» Text block
---

On Wed, Oct 1, 2025 at 10:49 AM Linus Walleij <linus.walleij@linaro.org> wrote:

> and every GPIO access on every system will be proxied
> and then this better be fast.

What about I read the code before I talk :/

Inspecting patch 4/9 it is clear that only GPIOs that actually
need to be proxied are proxied.

> Two things come to mind, and I bet you have thought of
> them already:
>
> 1. Footprint: all systems using regulators will now have
>    to compile in all this code as well.

This still holds. It could be a concern if it's a lot of code.

> 2. Performance, I didn't quite get it if every GPIO on the
>   system will be proxied through a layer of indirection
>   if you select HAVE_SHARED_GPIOS
>   but that would not be good, since some users are in
>   fastpath such as IRQ handlers, and the old way of
>   sharing GPIOs would just affect pins that are actually
>   shared.

It is clear from patch 4/9 that this only affects GPIOs
that are actually shared, and those tend to not be
performance-critical so this concern is moot.

Yours,
Linus Walleij
Re: [PATCH RFC 0/9] gpio: improve support for shared GPIOs
Posted by Bartosz Golaszewski 10 hours ago
On Wed, 1 Oct 2025 12:53:07 +0200, Linus Walleij
<linus.walleij@linaro.org> said:
> Replying to self so Bartosz don't have to tell me off...

---

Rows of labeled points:
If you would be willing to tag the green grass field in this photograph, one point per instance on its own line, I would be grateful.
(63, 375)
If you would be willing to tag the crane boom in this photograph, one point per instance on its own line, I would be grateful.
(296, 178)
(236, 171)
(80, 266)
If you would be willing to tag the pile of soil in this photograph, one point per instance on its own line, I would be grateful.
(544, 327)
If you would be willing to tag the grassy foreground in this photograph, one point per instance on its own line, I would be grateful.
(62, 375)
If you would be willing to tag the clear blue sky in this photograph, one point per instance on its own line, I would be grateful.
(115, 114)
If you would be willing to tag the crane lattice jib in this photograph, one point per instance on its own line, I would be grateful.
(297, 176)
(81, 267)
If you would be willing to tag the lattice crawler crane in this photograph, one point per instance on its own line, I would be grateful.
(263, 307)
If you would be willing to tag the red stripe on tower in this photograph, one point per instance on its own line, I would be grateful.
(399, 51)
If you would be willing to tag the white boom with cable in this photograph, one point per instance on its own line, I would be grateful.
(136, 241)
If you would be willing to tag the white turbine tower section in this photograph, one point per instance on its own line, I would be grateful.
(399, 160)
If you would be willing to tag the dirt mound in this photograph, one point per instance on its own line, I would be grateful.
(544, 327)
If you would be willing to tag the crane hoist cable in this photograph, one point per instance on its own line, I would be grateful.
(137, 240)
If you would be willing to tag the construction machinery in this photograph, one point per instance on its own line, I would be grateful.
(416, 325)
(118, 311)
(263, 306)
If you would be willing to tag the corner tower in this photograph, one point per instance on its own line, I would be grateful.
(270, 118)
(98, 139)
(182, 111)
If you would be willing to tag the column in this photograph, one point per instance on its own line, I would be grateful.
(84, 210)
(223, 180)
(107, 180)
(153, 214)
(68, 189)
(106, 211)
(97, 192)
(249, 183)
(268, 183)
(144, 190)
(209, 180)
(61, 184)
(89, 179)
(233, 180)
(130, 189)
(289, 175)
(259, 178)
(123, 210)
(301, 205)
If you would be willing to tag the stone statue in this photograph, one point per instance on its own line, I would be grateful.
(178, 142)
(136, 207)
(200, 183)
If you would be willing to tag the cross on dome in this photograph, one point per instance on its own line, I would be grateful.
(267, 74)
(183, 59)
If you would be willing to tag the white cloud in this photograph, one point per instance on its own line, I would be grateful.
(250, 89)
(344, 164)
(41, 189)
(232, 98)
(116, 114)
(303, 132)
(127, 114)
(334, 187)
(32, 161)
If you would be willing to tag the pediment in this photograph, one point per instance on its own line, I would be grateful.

---

» Written tasks
• 1. Pick out each line of the rows that contains the string "lattice".
• 2. Continue the mailing-list thread on shared GPIO support from the point where it stops.

» Results
• 1.
If you would be willing to tag the crane lattice jib in this photograph, one point per instance on its own line, I would be grateful.
If you would be willing to tag the lattice crawler crane in this photograph, one point per instance on its own line, I would be grateful.

• 2.
>
> On Wed, Oct 1, 2025 at 10:49 AM Linus Walleij <linus.walleij@linaro.org> wrote:
>
>> and every GPIO access on every system will be proxied
>> and then this better be fast.
>
> What about I read the code before I talk :/
>
> Inspecting patch 4/9 it is clear that only GPIOs that actually
> need to be proxied are proxied.
>
>> Two things come to mind, and I bet you have thought of
>> them already:
>>
>> 1. Footprint: all systems using regulators will now have
>>    to compile in all this code as well.
>
> This still holds. It could be a concern if it's a lot of code.

It depends on how we implement this. If we just rip out the enable counting
from regulator core entirely, then it would be transparent from the
regulator's point of view and each platform could still select the new option
as required.

However there's the issue of regulator consumers who need to know when
something changes on a regulator and to that end subscribe to the regulator
notifer. Regulator core knows then it actually changes the GPIO so it emits
the event. There are several ways to approach it but the best one seems to
be: allow to subscribe for a per-descriptor event notifier (implementation
details may include: only actually creating the notifier for shared GPIOs),
and be notified about an actual change in value and then propagate it to
regulator users. This would still be transparent and allow us to select
HAVE_SHARED_GPIOS on a per-arch basis.

Bartosz

>
>> 2. Performance, I didn't quite get it if every GPIO on the
>>   system will be proxied through a layer of indirection
>>   if you select HAVE_SHARED_GPIOS
>>   but that would not be good, since some users are in
>>   fastpath such as IRQ handlers, and the old way of
>>   sharing GPIOs would just affect pins that are actually
>>   shared.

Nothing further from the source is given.